Dataset extract>

== == ==

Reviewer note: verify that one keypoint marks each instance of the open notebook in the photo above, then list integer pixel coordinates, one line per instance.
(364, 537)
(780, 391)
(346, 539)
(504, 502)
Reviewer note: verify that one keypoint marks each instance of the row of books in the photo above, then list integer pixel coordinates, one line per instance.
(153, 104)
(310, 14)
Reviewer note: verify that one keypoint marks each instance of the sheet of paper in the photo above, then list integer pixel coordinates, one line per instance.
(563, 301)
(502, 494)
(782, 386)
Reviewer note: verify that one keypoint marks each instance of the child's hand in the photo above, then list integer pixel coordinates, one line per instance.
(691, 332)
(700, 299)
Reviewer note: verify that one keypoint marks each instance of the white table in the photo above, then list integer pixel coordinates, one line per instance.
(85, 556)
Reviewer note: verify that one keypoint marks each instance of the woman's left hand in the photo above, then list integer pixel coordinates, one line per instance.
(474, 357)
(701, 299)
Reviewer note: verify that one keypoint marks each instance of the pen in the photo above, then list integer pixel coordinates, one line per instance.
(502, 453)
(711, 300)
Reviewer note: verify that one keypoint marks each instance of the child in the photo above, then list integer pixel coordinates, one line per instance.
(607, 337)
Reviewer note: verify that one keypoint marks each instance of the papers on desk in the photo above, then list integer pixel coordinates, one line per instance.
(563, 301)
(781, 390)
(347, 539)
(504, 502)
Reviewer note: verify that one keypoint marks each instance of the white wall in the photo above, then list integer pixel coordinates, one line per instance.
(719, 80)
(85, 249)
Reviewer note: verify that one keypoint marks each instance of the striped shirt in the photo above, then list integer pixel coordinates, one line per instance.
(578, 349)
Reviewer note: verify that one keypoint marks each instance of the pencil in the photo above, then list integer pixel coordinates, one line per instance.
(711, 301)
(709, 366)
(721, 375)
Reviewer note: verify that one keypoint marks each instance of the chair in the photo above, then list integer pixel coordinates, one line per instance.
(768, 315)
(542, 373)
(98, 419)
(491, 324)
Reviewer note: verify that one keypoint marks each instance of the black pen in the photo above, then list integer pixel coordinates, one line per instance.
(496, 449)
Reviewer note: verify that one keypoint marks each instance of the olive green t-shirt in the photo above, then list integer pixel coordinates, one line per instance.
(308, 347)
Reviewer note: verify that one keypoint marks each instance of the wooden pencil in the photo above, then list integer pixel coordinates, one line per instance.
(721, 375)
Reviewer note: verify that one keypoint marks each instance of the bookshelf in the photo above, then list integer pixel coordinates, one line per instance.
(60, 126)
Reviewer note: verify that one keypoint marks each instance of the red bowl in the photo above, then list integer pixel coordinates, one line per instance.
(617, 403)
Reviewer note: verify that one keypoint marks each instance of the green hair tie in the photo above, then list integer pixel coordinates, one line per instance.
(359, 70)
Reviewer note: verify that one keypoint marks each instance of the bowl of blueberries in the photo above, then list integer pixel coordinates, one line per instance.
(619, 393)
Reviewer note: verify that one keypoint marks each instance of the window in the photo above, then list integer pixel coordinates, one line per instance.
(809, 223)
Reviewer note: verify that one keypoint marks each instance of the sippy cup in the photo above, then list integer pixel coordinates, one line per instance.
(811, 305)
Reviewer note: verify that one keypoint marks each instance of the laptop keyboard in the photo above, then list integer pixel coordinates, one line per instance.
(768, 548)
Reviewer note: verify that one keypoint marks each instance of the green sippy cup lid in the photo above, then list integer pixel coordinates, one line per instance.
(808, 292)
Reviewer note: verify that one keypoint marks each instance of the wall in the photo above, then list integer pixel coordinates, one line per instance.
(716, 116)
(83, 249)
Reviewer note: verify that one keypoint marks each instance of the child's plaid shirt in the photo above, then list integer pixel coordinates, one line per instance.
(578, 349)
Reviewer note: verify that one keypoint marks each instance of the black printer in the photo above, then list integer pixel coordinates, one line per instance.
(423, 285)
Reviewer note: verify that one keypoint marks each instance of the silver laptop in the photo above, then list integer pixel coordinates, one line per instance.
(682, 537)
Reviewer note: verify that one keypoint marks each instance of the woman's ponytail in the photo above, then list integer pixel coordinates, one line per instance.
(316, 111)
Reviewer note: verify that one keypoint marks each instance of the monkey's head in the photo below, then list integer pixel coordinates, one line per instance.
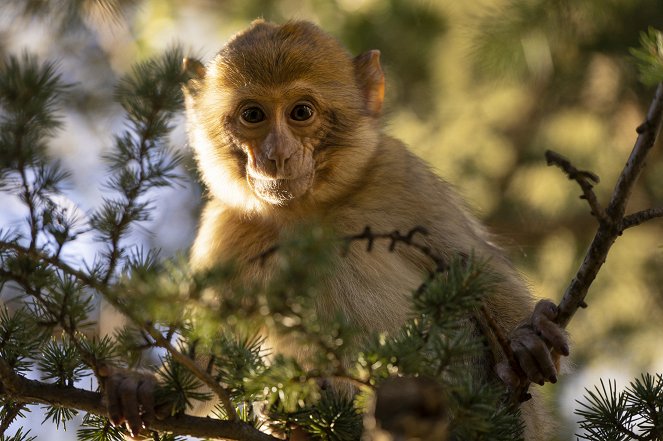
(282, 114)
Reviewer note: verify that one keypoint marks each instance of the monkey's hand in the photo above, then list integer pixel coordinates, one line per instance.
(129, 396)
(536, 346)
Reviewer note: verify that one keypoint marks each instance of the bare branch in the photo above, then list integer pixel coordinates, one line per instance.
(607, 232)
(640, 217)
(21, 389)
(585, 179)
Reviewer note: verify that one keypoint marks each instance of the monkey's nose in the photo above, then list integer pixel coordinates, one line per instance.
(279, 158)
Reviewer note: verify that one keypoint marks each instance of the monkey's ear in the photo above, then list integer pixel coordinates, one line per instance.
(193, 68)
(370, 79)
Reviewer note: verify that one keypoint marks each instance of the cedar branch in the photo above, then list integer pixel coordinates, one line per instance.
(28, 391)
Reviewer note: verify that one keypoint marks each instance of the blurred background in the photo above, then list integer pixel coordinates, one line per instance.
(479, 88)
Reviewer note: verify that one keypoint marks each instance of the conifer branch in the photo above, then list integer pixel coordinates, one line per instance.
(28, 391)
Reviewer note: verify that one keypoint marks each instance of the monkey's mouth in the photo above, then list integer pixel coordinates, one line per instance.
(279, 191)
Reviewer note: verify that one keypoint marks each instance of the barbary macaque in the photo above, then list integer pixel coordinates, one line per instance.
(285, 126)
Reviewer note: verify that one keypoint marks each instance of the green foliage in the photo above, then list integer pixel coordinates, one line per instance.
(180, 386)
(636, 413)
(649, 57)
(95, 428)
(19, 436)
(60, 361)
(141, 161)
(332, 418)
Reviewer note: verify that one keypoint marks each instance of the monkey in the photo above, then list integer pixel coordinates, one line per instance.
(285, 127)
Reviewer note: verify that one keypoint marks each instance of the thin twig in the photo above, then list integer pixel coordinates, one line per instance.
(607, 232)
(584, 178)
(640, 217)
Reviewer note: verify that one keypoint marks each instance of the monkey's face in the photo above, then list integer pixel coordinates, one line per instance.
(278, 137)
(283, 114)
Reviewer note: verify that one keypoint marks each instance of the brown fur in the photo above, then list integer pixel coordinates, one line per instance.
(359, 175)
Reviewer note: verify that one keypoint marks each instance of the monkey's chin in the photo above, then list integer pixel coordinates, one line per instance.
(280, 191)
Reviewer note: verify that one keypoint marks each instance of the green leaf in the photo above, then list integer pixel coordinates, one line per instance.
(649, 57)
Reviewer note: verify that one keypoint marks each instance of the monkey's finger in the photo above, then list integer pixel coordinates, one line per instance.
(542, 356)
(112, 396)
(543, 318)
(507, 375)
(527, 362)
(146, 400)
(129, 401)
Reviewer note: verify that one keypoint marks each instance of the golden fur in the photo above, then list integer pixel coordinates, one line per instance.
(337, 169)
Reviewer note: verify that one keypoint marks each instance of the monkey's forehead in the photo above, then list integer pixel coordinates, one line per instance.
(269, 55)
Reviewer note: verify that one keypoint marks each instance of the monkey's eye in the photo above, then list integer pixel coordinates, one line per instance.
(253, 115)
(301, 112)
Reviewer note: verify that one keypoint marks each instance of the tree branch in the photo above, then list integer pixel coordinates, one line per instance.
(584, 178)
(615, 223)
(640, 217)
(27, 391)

== == ==

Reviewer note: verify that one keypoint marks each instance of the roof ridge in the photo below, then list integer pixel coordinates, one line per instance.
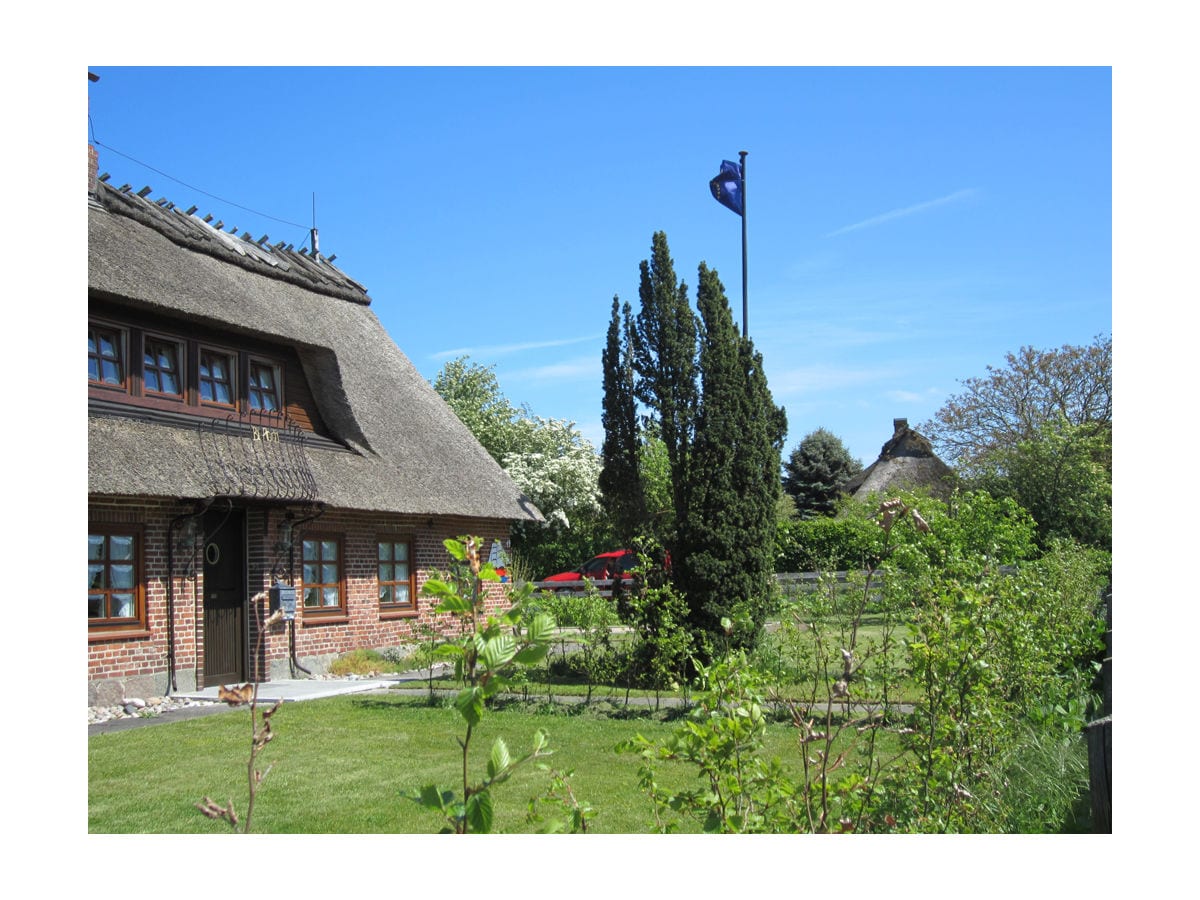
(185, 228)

== == ==

What is being asked> Find every line in the material above that contains the string "shirt" and copy each of those lines in full. Matching is case-sensitive.

Finished answer>
Reviewer note: verify that one keypoint marks each instance of the striped shirt in the photo above, then list integer pixel coordinates, one line per instance.
Reviewer note: verify that one keypoint marks each instance of the olive green t-shirt in the photo above, then list integer pixel coordinates, one line per instance.
Reviewer note: verify that one keypoint marks each instance of the child's plaid shirt in the photo above, then list integer pixel coordinates, one line per instance.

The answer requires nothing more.